* Problem to work on
Reproduce every one of the rows below word for word, keeping their original order.

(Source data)
<<<<
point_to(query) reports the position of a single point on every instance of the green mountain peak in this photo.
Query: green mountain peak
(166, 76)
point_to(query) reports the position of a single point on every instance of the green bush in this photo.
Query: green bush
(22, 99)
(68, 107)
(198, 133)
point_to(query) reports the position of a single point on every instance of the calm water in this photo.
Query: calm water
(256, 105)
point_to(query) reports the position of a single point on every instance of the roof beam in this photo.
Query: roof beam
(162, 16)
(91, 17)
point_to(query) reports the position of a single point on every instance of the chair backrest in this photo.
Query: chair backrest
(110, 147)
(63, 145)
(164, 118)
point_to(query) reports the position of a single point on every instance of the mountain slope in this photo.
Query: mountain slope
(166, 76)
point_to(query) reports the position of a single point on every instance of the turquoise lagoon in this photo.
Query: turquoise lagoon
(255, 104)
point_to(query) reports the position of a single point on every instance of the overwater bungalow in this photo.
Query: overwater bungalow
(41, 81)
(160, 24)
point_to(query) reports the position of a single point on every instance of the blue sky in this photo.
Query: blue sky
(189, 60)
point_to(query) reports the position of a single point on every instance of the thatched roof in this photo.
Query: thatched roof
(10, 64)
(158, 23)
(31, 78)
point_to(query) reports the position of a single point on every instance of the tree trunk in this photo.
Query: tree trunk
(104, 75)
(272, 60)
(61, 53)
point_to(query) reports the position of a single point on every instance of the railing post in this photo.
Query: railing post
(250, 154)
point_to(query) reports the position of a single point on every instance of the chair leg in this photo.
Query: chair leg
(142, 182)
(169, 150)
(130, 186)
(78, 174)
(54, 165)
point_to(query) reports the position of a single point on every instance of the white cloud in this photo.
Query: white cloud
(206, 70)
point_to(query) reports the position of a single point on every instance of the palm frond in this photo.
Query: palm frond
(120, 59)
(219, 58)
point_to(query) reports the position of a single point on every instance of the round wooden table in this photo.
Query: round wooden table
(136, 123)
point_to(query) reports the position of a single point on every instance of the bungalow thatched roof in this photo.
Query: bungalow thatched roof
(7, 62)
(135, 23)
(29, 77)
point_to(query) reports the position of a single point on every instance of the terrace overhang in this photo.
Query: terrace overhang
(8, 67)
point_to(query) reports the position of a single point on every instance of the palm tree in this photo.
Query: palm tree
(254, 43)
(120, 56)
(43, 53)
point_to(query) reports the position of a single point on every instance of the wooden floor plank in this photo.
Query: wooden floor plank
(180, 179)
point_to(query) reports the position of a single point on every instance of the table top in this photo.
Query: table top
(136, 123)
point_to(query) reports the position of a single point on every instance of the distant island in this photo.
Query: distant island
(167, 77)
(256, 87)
>>>>
* Solution to this exercise
point_to(query) reports the position of a single point on every instance of the green mountain peak in this photo.
Query: green mountain peak
(166, 76)
point_to(query) reports the position of a single point on every instance of the green bush in this photo.
Query: green bush
(22, 99)
(68, 107)
(198, 133)
point_to(query) reports the position of a single point on every instance of the calm water in this photo.
Query: calm water
(256, 105)
point_to(query) reports the position of a single point on every instance of the roof beam in this photo.
Query: roof beam
(162, 16)
(91, 17)
point_to(query) reports the position of a single point on every instance of the chair backrest in this photo.
Query: chair backrest
(110, 147)
(63, 145)
(164, 118)
point_to(query) reports the position of a single point on every instance of the mountain slope in this photo.
Query: mountain slope
(166, 76)
point_to(query) reports the position of a single point on every instance of the turquoise lagoon in this photo.
Query: turquoise lagoon
(255, 104)
point_to(query) reports the position of a single point on every instance of the overwater bungalow in this photo.
Query: overwater bungalow
(41, 81)
(160, 24)
point_to(query) reports the position of a single point on every instance of the blue sky in this photo.
Query: blue sky
(189, 60)
point_to(query) reports the position of a single point on every instance of the thatched roof in this photo.
Query: thatched roof
(10, 64)
(158, 23)
(31, 78)
point_to(query) reports the position of a single point on every instance of the tree trunk in this photo.
Query: tree trunk
(104, 75)
(272, 60)
(61, 53)
point_to(query) reports the position of a single point on every instance of the railing post in this photo.
Query: railing post
(250, 154)
point_to(query) reports the position of a single point on every instance of the chair leg in this photo.
Query: chair leg
(142, 182)
(169, 150)
(130, 186)
(78, 174)
(54, 165)
point_to(query) reports the position of a single point on every instance of the white cloud in this photo.
Query: white cloud
(206, 70)
point_to(query) reports the position of a single point on every instance of the palm frond in this photo.
Query: palm frond
(120, 59)
(219, 58)
point_to(query) reports the position of a single point on every instance of the round wooden table in this photo.
Query: round wooden table
(136, 123)
point_to(query) reports the position of a single point on every instance of the bungalow thatched roof in this photo.
Query: bungalow thatched roof
(7, 62)
(135, 23)
(29, 77)
point_to(query) reports the position of a single point on every instance of the terrace overhang in this photo.
Query: terrace overhang
(8, 67)
point_to(query) reports the position of a single point on every instance of the palm tree in this photo.
Query: palm tree
(254, 43)
(120, 56)
(43, 53)
point_to(query) reports the position of a single point on every instance of the wooden floor plank in this photo.
Query: wooden floor plank
(180, 179)
point_to(query) reports the position of a single point on every instance of the table top in this photo.
Query: table top
(136, 123)
point_to(query) reports the position of a single point on every instance of the distant island in this photo.
Query: distant island
(167, 77)
(256, 87)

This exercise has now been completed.